> **Parts of the exercise**
1/ Answer these about the passage on morning sickness in the first trimester:
(a) What may make clothing start to feel tighter at this stage?
(b) Why can nausea and sickness worsen towards the end of the day?
(c) How often did the writer's phone alarm go off, and what was it for?
2/ Please write a continuation of the passage on morning sickness in the first trimester, picking up after its final sentence.

(Beginning of Selected excerpt)

Emotionally you can feel a range of excitement, being overwhelmed, tearful or anxious, all are very normal, and you can switch easily between them all or with other added emotions thrown in. You’re unlikely to start showing that you’re pregnant at this stage, but you may feel bloated due to increased hormone levels, so clothing may start to feel tighter.
How Can I Help Morning Sickness In The 1st Trimester?
The exact causes of morning sickness are still largely unknown, but it’s thought likely to be down to hormones! Morning sickness can affect some women badly, and others get away without any nausea or sickness at all, so remember it’s very much down to the individual.
Some things can help with morning sickness, and my advice is to try them out and see what works best for you.
- Firstly, ginger has been used as a go-to for morning sickness by generations of women, including ginger sweets, tea, and biscuits. Avoiding hot and spicy foods can also help, along with women often going off hot drinks too, like tea and coffee. It’s, therefore, a good idea to stick to drinking water, and taking regular sips to stay hydrated can also help with morning sickness.
- Another culprit is becoming overly tired, which is why nausea and sickness can worsen towards the end of the day, so avoid getting extremely tired and rest regularly.
- Plain foods and carbohydrates can also help and eat little and often. Try having a dry biscuit or crackers by your bed to have first thing in the morning or if you wake at night to ensure you always have something in your stomach. I set the alarm on my phone that went off every hour to ensure I continued to eat little and often.
- There are also alternative therapies like acupressure or acupuncture, but there’s little evidence to back these up, but some women have found these helpful.
Finally, it’s essential to speak to your midwife or GP if you feel morning sickness affects your daily life because they can prescribe you medication that can help. If you ever think you are becoming dehydrated, feeling unwell or unable to keep anything down, call your GP or attend your local A&E.

(End of Selected excerpt)
(Beginning of Information shown)

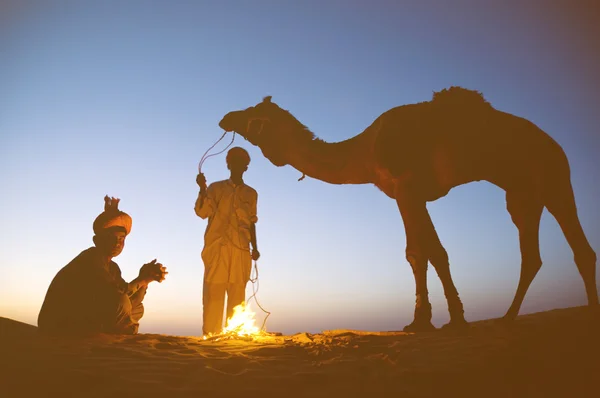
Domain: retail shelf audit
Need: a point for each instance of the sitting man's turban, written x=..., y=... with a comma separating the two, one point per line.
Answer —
x=112, y=217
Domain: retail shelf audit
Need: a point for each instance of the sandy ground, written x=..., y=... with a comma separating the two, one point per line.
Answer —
x=550, y=354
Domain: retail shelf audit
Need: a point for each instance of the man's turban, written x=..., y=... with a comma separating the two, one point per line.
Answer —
x=112, y=217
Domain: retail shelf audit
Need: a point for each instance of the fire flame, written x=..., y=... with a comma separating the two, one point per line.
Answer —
x=241, y=324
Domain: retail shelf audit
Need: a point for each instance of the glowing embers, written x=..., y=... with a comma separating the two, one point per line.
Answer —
x=241, y=326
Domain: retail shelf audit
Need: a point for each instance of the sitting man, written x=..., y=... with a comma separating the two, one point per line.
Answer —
x=89, y=295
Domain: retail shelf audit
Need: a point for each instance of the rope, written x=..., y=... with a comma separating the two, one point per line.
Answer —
x=204, y=157
x=255, y=285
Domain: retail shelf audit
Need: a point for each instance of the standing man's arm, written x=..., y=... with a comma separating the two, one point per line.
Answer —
x=255, y=252
x=204, y=204
x=253, y=220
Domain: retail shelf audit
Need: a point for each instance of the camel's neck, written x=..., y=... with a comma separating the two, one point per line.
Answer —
x=335, y=163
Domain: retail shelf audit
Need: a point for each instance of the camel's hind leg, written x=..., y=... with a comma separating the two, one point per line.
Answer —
x=526, y=211
x=562, y=206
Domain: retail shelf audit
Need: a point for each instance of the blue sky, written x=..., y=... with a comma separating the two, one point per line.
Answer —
x=123, y=98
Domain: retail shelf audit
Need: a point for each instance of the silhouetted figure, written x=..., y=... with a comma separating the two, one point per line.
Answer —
x=415, y=154
x=230, y=206
x=89, y=295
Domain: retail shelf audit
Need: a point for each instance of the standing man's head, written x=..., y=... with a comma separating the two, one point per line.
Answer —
x=110, y=228
x=238, y=160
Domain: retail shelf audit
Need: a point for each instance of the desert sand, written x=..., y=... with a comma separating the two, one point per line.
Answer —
x=550, y=354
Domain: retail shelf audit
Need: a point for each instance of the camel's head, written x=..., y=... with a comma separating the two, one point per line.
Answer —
x=274, y=130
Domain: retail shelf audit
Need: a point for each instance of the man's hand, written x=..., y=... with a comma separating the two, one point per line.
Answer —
x=153, y=271
x=201, y=181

(End of Information shown)

> **Results of the exercise**
1/
(a) Feeling bloated due to increased hormone levels.
(b) Because becoming overly tired is a culprit.
(c) Every hour, to make sure the writer kept eating little and often.

2/
I suffered from morning sickness and nausea in both my pregnancies and I can sympathise now with the women I care for, take good care of yourself, talk about how you feel and be reassured for most it does pass by roughly 12-16 weeks.
Why Am I Feeling Tired?
Remember you’re growing a baby on top of everything else going on in your daily life. With so much going on, you’re likely to feel quite tired during this 1st trimester. This tiredness can at times feel like no other tiredness you’ve ever experienced, so take care of yourself and always rest when your body tells you to. Other factors that can increase tiredness levels are hormones, lower blood pressure, disrupted sleep due to frequent urination and morning sickness.
How Can I Help Myself And My Fetus Stay Healthy In The 1st Trimester?
Taking care of yourself will also take care of your fetus, so try not to forget that you’re now taking care of both of you! A well-balanced diet will keep you both healthy and build good foundations for your pregnancy, along with staying active and hydrated. Don’t forget everything your body is doing to support your pregnancy and the development of your fetus in the first trimester, so eat well and rest regularly, listening to when your body needs it.
Are There Any Essential Vitamins I Should Take?
The recommendation is that women take 400 micrograms of folic acid, ideally from pre-conception until they’re 12 weeks pregnant; this helps reduce the risk of developmental problems during these early weeks.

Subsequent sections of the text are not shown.